Arrestations et détentions extrajudiciaires en Guinée: Le témoignage d’un jeune rescapé, Alpha Oumar Sow
20 septembre 2023
La traque contre les militants de l’opposition continue en Guinée sans repit ni pitié. Les militaires et autres forces de défense de sécurité ne manquent d’aucun cynisme pour conduire leur projet macabre. Celui qui consiste à décapiter l’opposition.
Si avant l’opinion connaissait les arrestations, les bastonnades, les interrogatoires musclés contre les opposants, notamment les jeunes pour les dissuader de mener la lutte pour l’instauration dans notre pays d’un Etat démocratique et laïque, régi par le droit, désormais, il apparaît une autre forme de repression contre les militants de l’opposition. Il s’agit du kidnaping de ses militants et de la séquestration menés par des hommes armés, habillés en tréllis et cagoulés. Ceux-ci sillonnent les zones hostiles à la junte et procèdent à ces méthodes dignes de la Corée du Nord.

Bloc de données:
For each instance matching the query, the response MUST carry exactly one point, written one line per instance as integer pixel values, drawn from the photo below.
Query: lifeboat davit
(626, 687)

Énoncé 1: Citez le passage de l'article sur les arrestations en Guinée qui va de "Arrestations et détentions" jusqu'à "à décapiter l’opposition.".
Énoncé 2: Dans l'article sur les arrestations en Guinée, à quoi sont comparées les méthodes des hommes armés qui sillonnent les zones hostiles à la junte ?
Énoncé 3: Veuillez poursuivre l'article sur les arrestations en Guinée à partir de l'endroit où il s'arrête.

Réponse 1:
Arrestations et détentions extrajudiciaires en Guinée: Le témoignage d’un jeune rescapé, Alpha Oumar Sow
20 septembre 2023
La traque contre les militants de l’opposition continue en Guinée sans repit ni pitié. Les militaires et autres forces de défense de sécurité ne manquent d’aucun cynisme pour conduire leur projet macabre. Celui qui consiste à décapiter l’opposition.

Réponse 2: À des méthodes dignes de la Corée du Nord.

Réponse 3:
Nous avons rencontré un rescapé de ce mode opératoire sinistre depuis son lieu de cachette. Il s’agit du jeune Alpha Oumar Sow, né le 6 juin 2000 à Dalaba . Militant du FNDC (Front nationale pour la défense de la Constitution), kidnappé le 8 septembre dernier et détenu dans un lieu tenu secret par des hommes armés et selon son témoignage qui étaient en cagoule.
Il nous raconte son calvaire. » Je m’appelle Alpha Oumar Sow, étudiant en Sociologie à l’Université général Lansana Conté de Sonfoniya. Je suis militant du FNDC depuis 2019. J’ai commencé à militer dans ce mouvement depuis que j’étais au Lycée à Kindia. Parallèlement , je suis de l’UFDG. A Kindia, tout comme à Conakry où j’ai fait l’université, j’ai participé à toutes les manifestations de l’opposition. D’abord contre le 3e mandat du président Alpha Condé, puis le combat pour le retour à l’ordre constitutionnel sous le régime du CNRD du Colonel Mamadi Doumbouya.
J’ai fait l’objet de plusieurs arrestations suivies des actes de torture. Mais celle que j’ai subie le 8 septembre m’a traumatisé. J’ai été arrêté dans la nuit du 8 septembre 2023 alors que j’étais sur une moto par des éléments des forces spéciales qui patrouillaient dans la zone. Ils disaient qu’ils vont empêcher toute contestation de rue pendant que le président Mamadi Doumbouya était au sommet de l’ONU.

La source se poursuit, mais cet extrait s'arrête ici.